Problem description:
Collect each line of the items below that contains the string "wooden" and copy those lines in full.

Coordinate annotation entries
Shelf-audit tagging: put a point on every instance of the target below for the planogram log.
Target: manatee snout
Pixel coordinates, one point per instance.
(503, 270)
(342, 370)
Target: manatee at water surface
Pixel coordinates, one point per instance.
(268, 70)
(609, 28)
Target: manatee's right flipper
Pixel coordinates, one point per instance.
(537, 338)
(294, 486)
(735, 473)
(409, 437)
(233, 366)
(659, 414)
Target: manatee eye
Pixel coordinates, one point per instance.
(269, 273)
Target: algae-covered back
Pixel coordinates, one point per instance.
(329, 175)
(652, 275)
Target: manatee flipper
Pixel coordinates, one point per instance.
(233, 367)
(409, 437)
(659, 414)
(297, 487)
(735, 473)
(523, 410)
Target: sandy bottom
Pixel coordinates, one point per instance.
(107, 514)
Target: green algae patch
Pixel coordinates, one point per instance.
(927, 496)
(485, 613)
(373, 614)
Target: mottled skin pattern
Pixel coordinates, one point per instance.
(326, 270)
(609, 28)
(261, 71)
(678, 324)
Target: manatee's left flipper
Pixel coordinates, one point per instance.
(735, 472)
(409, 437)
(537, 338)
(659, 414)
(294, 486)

...

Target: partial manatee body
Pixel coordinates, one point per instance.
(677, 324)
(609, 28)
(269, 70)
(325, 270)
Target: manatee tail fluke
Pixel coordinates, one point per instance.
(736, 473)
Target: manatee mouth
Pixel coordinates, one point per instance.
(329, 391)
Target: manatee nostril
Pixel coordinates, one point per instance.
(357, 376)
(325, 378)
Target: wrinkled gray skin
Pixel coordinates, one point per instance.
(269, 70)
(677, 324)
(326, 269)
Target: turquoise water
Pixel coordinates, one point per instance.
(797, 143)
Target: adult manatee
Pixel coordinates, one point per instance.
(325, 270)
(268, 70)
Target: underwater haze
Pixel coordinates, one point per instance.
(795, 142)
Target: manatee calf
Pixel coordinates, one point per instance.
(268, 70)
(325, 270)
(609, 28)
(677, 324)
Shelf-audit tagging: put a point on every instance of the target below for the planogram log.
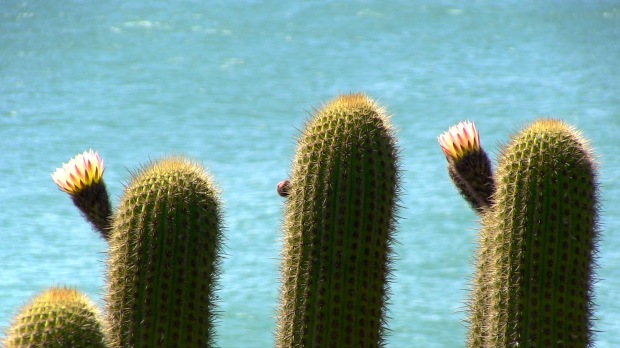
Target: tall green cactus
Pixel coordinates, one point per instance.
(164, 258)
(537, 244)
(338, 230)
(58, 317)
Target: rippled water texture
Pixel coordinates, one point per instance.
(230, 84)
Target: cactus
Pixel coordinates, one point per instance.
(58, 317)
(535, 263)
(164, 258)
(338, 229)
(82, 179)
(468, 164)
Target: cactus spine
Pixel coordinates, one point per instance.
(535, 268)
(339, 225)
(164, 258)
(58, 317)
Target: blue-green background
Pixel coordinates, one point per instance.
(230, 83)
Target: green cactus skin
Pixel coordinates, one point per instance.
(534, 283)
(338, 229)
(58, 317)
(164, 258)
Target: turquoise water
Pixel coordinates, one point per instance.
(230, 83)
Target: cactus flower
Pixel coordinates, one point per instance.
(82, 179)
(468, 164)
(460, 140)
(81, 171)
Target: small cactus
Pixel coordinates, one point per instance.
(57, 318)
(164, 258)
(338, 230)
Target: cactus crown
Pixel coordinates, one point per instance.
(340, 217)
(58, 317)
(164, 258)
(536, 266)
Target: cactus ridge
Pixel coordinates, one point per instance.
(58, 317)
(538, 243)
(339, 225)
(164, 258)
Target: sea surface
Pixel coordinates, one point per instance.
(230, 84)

---

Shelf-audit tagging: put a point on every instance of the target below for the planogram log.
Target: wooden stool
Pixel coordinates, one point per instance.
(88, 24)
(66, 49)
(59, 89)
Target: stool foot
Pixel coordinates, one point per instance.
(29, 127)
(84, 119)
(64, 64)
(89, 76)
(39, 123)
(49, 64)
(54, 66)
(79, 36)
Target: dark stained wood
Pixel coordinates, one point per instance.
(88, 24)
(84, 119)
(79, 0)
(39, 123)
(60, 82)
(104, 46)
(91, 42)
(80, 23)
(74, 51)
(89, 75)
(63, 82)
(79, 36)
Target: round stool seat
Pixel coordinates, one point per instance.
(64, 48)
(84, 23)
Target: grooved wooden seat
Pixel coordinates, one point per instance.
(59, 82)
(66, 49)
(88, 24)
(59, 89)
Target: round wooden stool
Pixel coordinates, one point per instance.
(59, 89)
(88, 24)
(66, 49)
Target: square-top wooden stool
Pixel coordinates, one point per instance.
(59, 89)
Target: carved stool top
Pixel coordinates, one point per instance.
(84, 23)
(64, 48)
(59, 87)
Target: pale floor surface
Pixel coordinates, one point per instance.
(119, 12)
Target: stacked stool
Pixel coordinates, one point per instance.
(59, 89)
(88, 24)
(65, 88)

The answer:
Target: wooden stool
Target: grooved wooden seat
Target: round wooden stool
Target: square-top wooden stool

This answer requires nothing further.